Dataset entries
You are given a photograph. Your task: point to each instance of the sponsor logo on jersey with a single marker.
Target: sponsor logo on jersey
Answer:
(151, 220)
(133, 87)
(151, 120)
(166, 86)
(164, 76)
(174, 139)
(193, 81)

→ **STATED EXERCISE**: Could you write out the entries above again, substituting "shirt" for every "jersey" and keeping everything else the same?

→ **RESULT FOR THIS TASK**:
You are given a photograph. Your task: point to each instance of the sponsor logo on shirt with a single marker.
Target: sponsor logo on shirt
Answer:
(151, 220)
(133, 87)
(151, 120)
(166, 86)
(164, 76)
(174, 139)
(193, 81)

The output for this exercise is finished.